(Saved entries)
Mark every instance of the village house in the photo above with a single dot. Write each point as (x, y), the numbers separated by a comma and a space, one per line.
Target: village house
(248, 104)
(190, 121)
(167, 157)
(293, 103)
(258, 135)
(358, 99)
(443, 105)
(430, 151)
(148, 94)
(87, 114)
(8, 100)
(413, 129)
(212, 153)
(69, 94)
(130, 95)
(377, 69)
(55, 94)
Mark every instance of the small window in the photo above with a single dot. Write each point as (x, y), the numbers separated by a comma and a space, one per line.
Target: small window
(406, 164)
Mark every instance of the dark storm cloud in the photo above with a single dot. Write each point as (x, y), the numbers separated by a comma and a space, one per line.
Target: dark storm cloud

- BRIEF: Word for word, restate all of the records.

- RESPONSE TO THE TASK:
Mark every instance of the village house in the photo above with a single dot. Write each point as (x, y), the numbers separated by a comma and a space, one per line.
Target: village house
(248, 104)
(190, 121)
(167, 157)
(293, 103)
(258, 135)
(358, 99)
(443, 105)
(430, 151)
(148, 94)
(87, 114)
(8, 100)
(413, 129)
(212, 153)
(69, 94)
(130, 95)
(377, 69)
(55, 94)
Mark every instance of the small window in the photo above with a single dot. Write each point as (x, y), the numbers separated by a comma and a space, one per line.
Target: small window
(406, 164)
Mark every instance of the dark storm cloud in the photo above with a single dot. Write each point as (x, y), the numbers separated by a comma and a space, one per line.
Target: dark storm cloud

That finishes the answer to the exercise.